___ 記事本文 ___

不動産取引は人生で最も大きな金額の決断の一つです。「危ない不動産会社に騙されたらどうしよう」「信頼できる会社をどう見分ければいいのか」と不安に感じる方は多いのではないでしょうか。

この記事では、問題のある不動産会社を見極めるためのチェックポイント、公的機関が提供する確認ツールの使い方、トラブル回避の実践的な方法を解説します。国土交通省が提供する公式の検索システムや、業界団体の情報を活用することで、自分自身で安全性を確認できるようになります。

この記事のポイント

  • 公式の「危ない不動産会社リスト」は存在しないが、国土交通省の検索システムで行政処分歴を確認できる
  • 契約を急がせる、おとり物件を使う、仲介手数料が不透明など、悪質な業者には共通の特徴がある
  • 複数の不動産会社から査定を取り、契約内容を書面で確認することでトラブルを防げる
  • 宅建業免許の確認、経営実績の調査、担当者の対応チェックで信頼できる会社を選べる
  • トラブル発生時は宅地建物取引業協会や消費生活センターに相談できる

1. なぜ不動産会社選びが重要なのか:トラブル急増の実態

(1) 不動産会社の倒産件数が過去最多:2023年の統計

2023年の不動産会社の倒産件数は120件と過去最多を記録し、2022年比で74%増加しました。2024年も不動産会社の倒産リスクが高まっており、特に東京・大阪などの都市部に集中しています。

倒産リスクが高まっている主な要因は以下の通りです。

___ 提供データ ___

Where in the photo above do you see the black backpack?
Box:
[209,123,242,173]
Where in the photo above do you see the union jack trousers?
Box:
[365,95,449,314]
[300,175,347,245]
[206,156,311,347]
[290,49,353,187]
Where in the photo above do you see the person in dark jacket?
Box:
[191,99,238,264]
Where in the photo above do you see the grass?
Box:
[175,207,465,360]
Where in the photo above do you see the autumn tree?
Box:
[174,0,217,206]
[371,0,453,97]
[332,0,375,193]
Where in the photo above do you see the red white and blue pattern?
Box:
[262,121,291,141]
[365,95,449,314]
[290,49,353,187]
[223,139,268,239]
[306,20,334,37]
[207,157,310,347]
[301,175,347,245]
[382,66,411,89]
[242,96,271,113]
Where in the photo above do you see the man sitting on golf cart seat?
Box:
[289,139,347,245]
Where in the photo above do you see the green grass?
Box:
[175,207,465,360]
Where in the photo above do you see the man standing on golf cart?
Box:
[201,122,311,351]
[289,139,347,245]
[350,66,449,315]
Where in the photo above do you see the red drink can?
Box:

___

作業指示: 不動産会社選びに関する記事のうち、「不動産取引は人生で最も大きな」で始まり「を確認できるようになります。」で終わる部分を、「チェックポイント」を「確認項目」に差し替えて書き直してください。 エントリはこの作業とは無関係です。

解答:
不動産取引は人生で最も大きな金額の決断の一つです。「危ない不動産会社に騙されたらどうしよう」「信頼できる会社をどう見分ければいいのか」と不安に感じる方は多いのではないでしょうか。

この記事では、問題のある不動産会社を見極めるための確認項目、公的機関が提供する確認ツールの使い方、トラブル回避の実践的な方法を解説します。国土交通省が提供する公式の検索システムや、業界団体の情報を活用することで、自分自身で安全性を確認できるようになります。